:: Exercise objective ::
Return each line of the data below that contains the word "teal", copied in full.

— Start Recorded information —

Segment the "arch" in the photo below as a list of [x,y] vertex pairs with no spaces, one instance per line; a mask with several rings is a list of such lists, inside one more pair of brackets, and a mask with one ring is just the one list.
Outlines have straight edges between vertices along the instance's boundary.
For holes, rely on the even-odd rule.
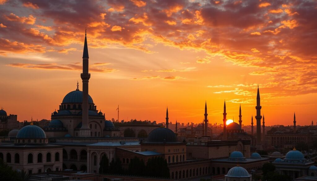
[[17,153],[14,155],[14,163],[20,163],[20,155]]
[[43,162],[43,155],[42,153],[39,153],[37,154],[37,163],[42,163]]
[[138,138],[147,138],[147,133],[145,130],[141,129],[138,133]]
[[57,152],[55,153],[55,161],[59,161],[59,152]]
[[28,155],[28,163],[33,163],[33,154],[30,153]]
[[46,153],[46,162],[50,162],[52,161],[52,154],[49,152],[48,152]]

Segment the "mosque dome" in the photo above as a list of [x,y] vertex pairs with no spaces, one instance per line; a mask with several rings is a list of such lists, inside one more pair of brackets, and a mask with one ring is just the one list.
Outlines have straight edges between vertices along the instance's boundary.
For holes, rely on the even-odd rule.
[[300,160],[305,159],[305,158],[301,152],[296,150],[294,148],[293,150],[290,151],[286,153],[285,159],[289,160]]
[[[78,90],[72,91],[68,94],[64,99],[62,103],[82,103],[82,91]],[[90,96],[88,95],[88,103],[94,104],[93,99]]]
[[173,131],[165,127],[157,128],[152,130],[147,137],[149,142],[176,142],[176,135]]
[[232,122],[227,126],[227,130],[237,130],[241,129],[240,125],[236,123]]
[[0,110],[0,116],[7,116],[7,112],[5,112],[5,111],[3,110],[3,109],[1,109]]
[[46,138],[46,135],[42,128],[34,125],[29,125],[23,127],[19,131],[16,138]]
[[228,173],[225,175],[229,177],[250,177],[251,175],[244,168],[240,166],[235,166],[229,170]]
[[53,120],[51,121],[49,125],[49,126],[51,127],[62,127],[63,123],[58,120]]
[[230,153],[230,156],[229,158],[242,158],[244,157],[242,153],[239,151],[235,151]]
[[20,130],[19,129],[13,129],[10,131],[10,132],[8,134],[8,136],[16,136],[16,134],[17,134],[19,131]]
[[317,166],[314,165],[311,166],[309,167],[309,169],[310,170],[317,170]]

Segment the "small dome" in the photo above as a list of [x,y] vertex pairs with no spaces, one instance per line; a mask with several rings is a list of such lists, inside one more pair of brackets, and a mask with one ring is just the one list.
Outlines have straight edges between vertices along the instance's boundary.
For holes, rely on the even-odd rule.
[[112,122],[108,120],[105,121],[105,128],[113,128],[114,127],[114,125]]
[[232,153],[230,153],[230,156],[229,158],[243,158],[243,154],[239,151],[235,151]]
[[58,120],[53,120],[51,121],[49,125],[49,127],[60,127],[63,126],[63,123]]
[[261,158],[261,156],[259,153],[256,152],[253,153],[251,154],[251,158]]
[[301,152],[296,150],[294,148],[294,150],[288,152],[286,153],[285,159],[289,160],[299,160],[305,159],[305,158]]
[[13,129],[10,131],[8,134],[8,136],[16,136],[20,130]]
[[[75,90],[68,94],[63,99],[62,103],[82,103],[82,91]],[[94,101],[90,96],[88,95],[88,103],[93,104]]]
[[232,122],[227,126],[227,130],[241,130],[240,125],[236,123]]
[[225,175],[229,177],[250,177],[251,175],[244,168],[240,166],[235,166],[228,171]]
[[275,160],[274,161],[275,162],[279,162],[283,161],[283,160],[280,158],[276,158],[275,159]]
[[0,116],[7,116],[7,112],[3,109],[0,110]]
[[42,128],[34,125],[29,125],[23,127],[19,131],[16,138],[46,138],[46,135]]
[[309,167],[309,170],[317,170],[317,166],[315,165],[311,166]]
[[176,135],[173,131],[165,127],[157,128],[152,130],[147,137],[149,142],[177,142]]

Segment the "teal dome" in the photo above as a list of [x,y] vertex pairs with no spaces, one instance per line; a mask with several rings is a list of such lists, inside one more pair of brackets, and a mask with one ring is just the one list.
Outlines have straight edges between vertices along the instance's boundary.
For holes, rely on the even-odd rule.
[[58,120],[53,120],[51,121],[49,125],[50,127],[62,127],[63,126],[63,123]]
[[[82,91],[75,90],[68,94],[63,99],[62,103],[82,103]],[[88,95],[88,103],[93,104],[94,101],[90,96]]]
[[305,159],[305,158],[301,152],[294,149],[286,153],[285,159],[288,160],[301,160]]
[[34,125],[29,125],[23,127],[18,132],[17,139],[46,138],[46,135],[42,128]]
[[166,128],[160,127],[150,132],[147,140],[149,142],[177,142],[177,139],[173,131]]
[[240,166],[235,166],[228,171],[228,173],[225,175],[229,177],[250,177],[251,175],[244,168]]

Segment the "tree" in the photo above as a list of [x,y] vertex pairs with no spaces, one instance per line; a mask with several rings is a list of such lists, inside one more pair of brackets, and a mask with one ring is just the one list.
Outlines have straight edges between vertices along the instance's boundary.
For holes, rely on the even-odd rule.
[[99,173],[105,174],[108,172],[109,168],[109,159],[106,154],[101,158],[99,163]]

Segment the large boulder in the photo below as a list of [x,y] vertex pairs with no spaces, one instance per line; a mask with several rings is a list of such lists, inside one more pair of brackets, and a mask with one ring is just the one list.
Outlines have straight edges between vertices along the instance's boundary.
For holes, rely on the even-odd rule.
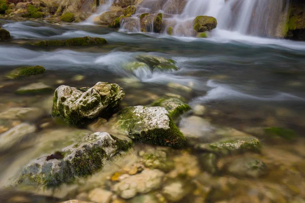
[[211,31],[217,26],[216,18],[206,16],[199,16],[194,20],[194,29],[198,32]]
[[186,144],[183,134],[163,107],[128,107],[118,112],[116,119],[116,128],[136,141],[173,147]]
[[116,84],[99,82],[84,92],[62,85],[54,93],[52,115],[72,125],[98,117],[116,107],[125,96]]
[[77,177],[91,175],[102,168],[109,158],[127,151],[131,143],[107,132],[95,132],[82,142],[26,165],[15,184],[56,186]]
[[33,45],[37,47],[61,47],[64,46],[95,46],[107,44],[107,41],[102,38],[92,38],[85,37],[76,38],[66,40],[42,41],[36,42]]
[[0,28],[0,41],[4,41],[12,39],[10,32],[5,29]]

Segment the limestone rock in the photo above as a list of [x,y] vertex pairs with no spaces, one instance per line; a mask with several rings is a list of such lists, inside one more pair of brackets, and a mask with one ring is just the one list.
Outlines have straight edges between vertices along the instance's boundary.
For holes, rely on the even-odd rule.
[[116,127],[140,142],[182,147],[185,138],[168,114],[159,107],[128,107],[118,113]]
[[44,94],[51,92],[53,89],[43,83],[32,83],[25,87],[20,87],[15,92],[18,94]]
[[55,91],[52,115],[77,125],[116,108],[125,93],[116,84],[99,82],[83,92],[75,87],[62,85]]
[[113,190],[122,198],[132,198],[137,193],[145,194],[159,188],[164,175],[163,172],[158,170],[144,170],[117,183]]
[[107,132],[95,132],[60,152],[34,160],[24,168],[15,183],[57,186],[70,182],[76,177],[92,174],[110,158],[131,146],[130,142]]

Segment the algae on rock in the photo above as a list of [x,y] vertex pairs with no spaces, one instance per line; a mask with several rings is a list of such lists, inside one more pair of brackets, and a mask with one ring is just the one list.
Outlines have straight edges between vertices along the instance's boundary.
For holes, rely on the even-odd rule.
[[115,127],[144,143],[176,148],[186,144],[183,134],[163,107],[128,107],[118,112]]
[[54,93],[52,115],[72,125],[113,111],[125,95],[116,84],[99,82],[83,92],[75,87],[62,85]]
[[131,145],[130,141],[107,132],[95,132],[82,142],[33,161],[15,184],[51,187],[71,182],[77,177],[89,175],[102,168],[109,158],[128,150]]

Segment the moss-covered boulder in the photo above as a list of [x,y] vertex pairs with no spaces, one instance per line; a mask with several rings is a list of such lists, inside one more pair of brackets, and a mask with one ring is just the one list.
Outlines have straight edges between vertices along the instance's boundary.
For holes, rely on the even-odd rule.
[[52,115],[72,125],[113,111],[125,96],[116,84],[99,82],[85,92],[62,85],[54,93]]
[[95,132],[82,142],[34,160],[24,167],[15,184],[50,187],[71,182],[101,169],[109,158],[128,150],[131,145],[107,132]]
[[20,67],[15,69],[7,74],[6,77],[10,79],[14,79],[19,77],[29,76],[41,74],[46,72],[43,66],[36,65],[36,66]]
[[259,153],[261,143],[256,138],[234,129],[218,130],[215,138],[210,143],[200,143],[195,148],[200,151],[208,152],[220,156],[237,154],[248,152]]
[[95,46],[107,44],[107,41],[101,38],[76,38],[66,40],[43,41],[33,44],[37,47],[61,47],[64,46]]
[[15,93],[17,94],[38,94],[51,93],[53,89],[43,83],[30,84],[18,89]]
[[136,59],[147,64],[152,71],[177,71],[179,68],[175,65],[176,61],[160,56],[152,55],[139,55]]
[[128,107],[118,113],[115,127],[135,141],[181,147],[186,139],[166,110],[160,107]]
[[75,17],[73,13],[67,12],[62,15],[60,20],[64,22],[71,22],[75,20]]
[[172,118],[176,118],[191,109],[187,104],[175,97],[160,98],[151,106],[164,107]]
[[194,20],[194,29],[198,32],[210,31],[217,26],[216,18],[206,16],[199,16]]
[[5,29],[0,28],[0,41],[10,40],[12,39],[10,32]]

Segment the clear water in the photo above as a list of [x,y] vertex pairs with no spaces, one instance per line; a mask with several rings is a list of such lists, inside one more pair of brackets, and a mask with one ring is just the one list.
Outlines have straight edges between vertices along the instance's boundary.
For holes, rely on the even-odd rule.
[[[212,196],[209,197],[209,202],[222,200],[263,202],[264,198],[273,201],[266,202],[292,202],[295,198],[305,197],[304,42],[245,36],[221,29],[216,30],[211,38],[199,39],[127,33],[97,25],[56,25],[28,21],[1,21],[1,23],[11,32],[14,40],[0,45],[0,111],[16,107],[35,107],[44,112],[39,120],[23,121],[38,126],[36,132],[0,152],[0,186],[4,190],[0,191],[1,202],[9,201],[15,196],[40,202],[74,199],[93,187],[108,185],[109,180],[106,177],[111,177],[115,170],[124,167],[122,163],[126,163],[126,160],[122,161],[119,167],[112,166],[108,174],[99,172],[80,181],[76,186],[65,186],[51,191],[7,188],[10,181],[30,160],[49,153],[47,148],[42,151],[39,143],[52,140],[56,143],[53,147],[59,147],[60,144],[56,143],[56,139],[67,136],[68,140],[67,132],[75,130],[51,117],[51,93],[20,96],[14,93],[20,87],[37,82],[56,88],[59,85],[59,80],[64,81],[63,84],[77,87],[90,87],[98,81],[116,83],[126,93],[123,106],[147,105],[167,93],[177,94],[185,97],[192,107],[204,105],[206,112],[202,117],[208,119],[215,128],[228,127],[253,131],[256,128],[274,126],[296,132],[296,138],[292,142],[281,139],[270,142],[261,136],[261,154],[241,156],[262,159],[268,166],[267,175],[248,178],[221,172],[211,176],[201,168],[196,171],[194,168],[197,168],[194,167],[193,170],[196,173],[192,181],[199,183],[199,185],[196,189],[192,187],[193,190],[190,194],[179,202],[203,202],[200,200],[203,198],[203,192],[198,194],[198,190],[203,189],[201,184],[208,190],[218,188],[216,190],[218,193],[210,194]],[[104,38],[109,44],[101,47],[43,49],[27,44],[42,40],[86,36]],[[133,74],[123,69],[123,64],[133,61],[136,55],[144,53],[173,59],[180,70],[174,72]],[[44,66],[46,73],[14,80],[4,77],[16,67],[36,65]],[[72,77],[77,75],[84,76],[84,79],[73,80]],[[184,85],[192,90],[183,91],[169,87],[170,83]],[[189,114],[184,115],[184,119]],[[206,136],[202,126],[184,123],[184,120],[178,123],[179,127],[187,127],[200,136]],[[48,125],[41,127],[45,123]],[[133,154],[146,147],[148,147],[136,144]],[[191,147],[188,150],[173,150],[169,152],[168,156],[172,160],[193,161],[193,158],[197,161],[200,159],[200,153]],[[137,160],[134,156],[132,157],[134,159],[128,157],[127,163]],[[219,164],[226,161],[222,159]],[[218,188],[216,185],[220,186]],[[249,199],[251,201],[248,201]]]

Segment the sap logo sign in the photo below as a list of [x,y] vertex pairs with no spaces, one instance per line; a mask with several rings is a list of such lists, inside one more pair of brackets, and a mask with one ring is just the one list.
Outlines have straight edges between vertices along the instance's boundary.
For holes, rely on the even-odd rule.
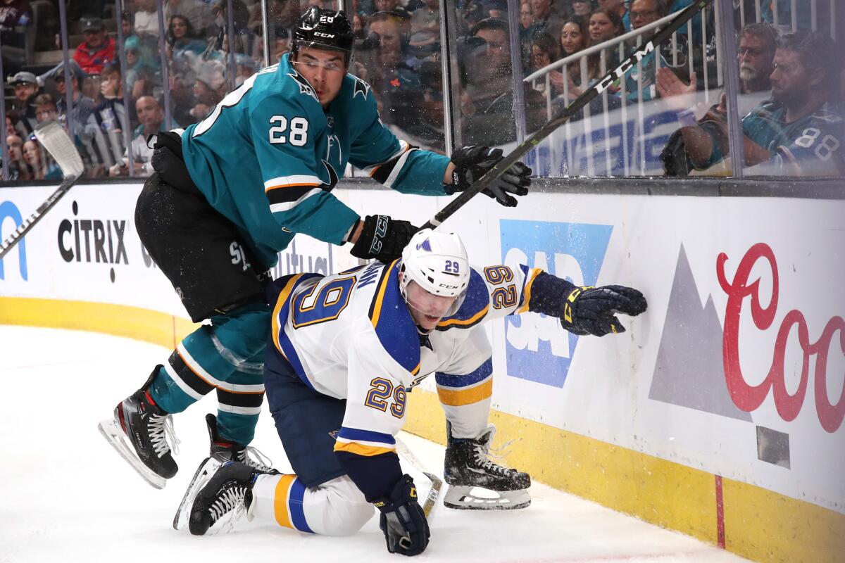
[[[14,224],[8,231],[7,235],[11,235],[15,229],[19,227],[24,223],[24,218],[20,215],[20,210],[18,209],[16,206],[12,202],[3,202],[0,203],[0,241],[4,241],[8,238],[3,235],[3,225],[6,219],[11,219]],[[18,269],[20,272],[20,277],[24,281],[29,279],[29,274],[26,272],[26,239],[21,239],[18,241],[18,244],[14,248],[9,251],[8,254],[6,255],[6,258],[8,258],[8,263],[12,263],[11,257],[17,252],[18,254]],[[5,267],[6,258],[0,259],[0,279],[6,279],[6,271],[3,269]]]
[[[540,268],[575,285],[595,285],[613,225],[502,219],[502,261]],[[545,315],[504,320],[507,373],[564,387],[579,337]]]

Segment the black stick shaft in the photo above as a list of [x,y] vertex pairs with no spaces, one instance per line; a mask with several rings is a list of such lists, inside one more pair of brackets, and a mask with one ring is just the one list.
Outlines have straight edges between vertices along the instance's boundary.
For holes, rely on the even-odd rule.
[[[429,219],[428,222],[423,225],[422,228],[436,228],[450,218],[455,211],[462,208],[466,202],[474,198],[476,194],[484,191],[484,188],[493,183],[493,180],[502,176],[505,171],[525,156],[529,150],[538,145],[542,139],[551,135],[555,129],[569,121],[572,116],[581,111],[581,109],[585,106],[589,104],[593,98],[608,89],[608,88],[609,88],[610,85],[618,78],[621,78],[624,76],[625,73],[634,68],[637,62],[645,58],[645,57],[650,52],[657,51],[657,46],[660,46],[661,43],[669,39],[673,33],[686,24],[692,19],[693,16],[698,14],[712,0],[699,0],[698,2],[687,6],[684,11],[679,13],[679,14],[669,22],[668,25],[658,31],[651,41],[637,49],[637,51],[623,61],[622,63],[616,68],[605,74],[601,80],[591,86],[588,89],[582,92],[581,95],[575,98],[571,104],[567,106],[563,111],[540,127],[537,133],[526,138],[521,144],[510,151],[510,153],[505,154],[495,166],[490,169],[487,174],[479,178],[478,181],[468,187],[466,191],[462,192],[461,195],[450,202],[446,207],[440,209],[440,211],[434,215],[434,218]],[[659,57],[659,54],[657,56]]]

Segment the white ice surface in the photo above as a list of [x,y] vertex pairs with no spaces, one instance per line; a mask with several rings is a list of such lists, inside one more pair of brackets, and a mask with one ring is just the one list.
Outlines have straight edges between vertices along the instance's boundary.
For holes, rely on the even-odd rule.
[[[357,534],[329,538],[239,522],[195,538],[171,528],[197,464],[208,454],[204,415],[214,396],[177,415],[182,469],[163,490],[141,480],[97,431],[169,350],[128,338],[0,326],[0,563],[392,561],[373,517]],[[403,438],[433,473],[443,447]],[[290,471],[264,412],[254,445]],[[404,464],[406,470],[410,466]],[[413,471],[417,485],[428,481]],[[526,510],[480,512],[442,505],[417,561],[668,563],[741,561],[722,549],[542,485]],[[715,525],[715,522],[714,522]]]

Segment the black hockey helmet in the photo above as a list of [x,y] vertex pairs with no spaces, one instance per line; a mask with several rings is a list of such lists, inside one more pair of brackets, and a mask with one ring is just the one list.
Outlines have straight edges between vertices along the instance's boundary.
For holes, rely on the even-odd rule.
[[349,65],[352,56],[352,26],[343,10],[325,10],[312,6],[293,29],[291,52],[296,55],[300,47],[340,51]]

— End Recorded information —

:: Solution to the problem ::
Segment the "teal dome" in the photo above as a list of [x,y] vertex pairs with no spaces, one instance per line; a mask with several rings is a list of such lists, inside one more pair of brackets, and a mask with one ring is just the one list.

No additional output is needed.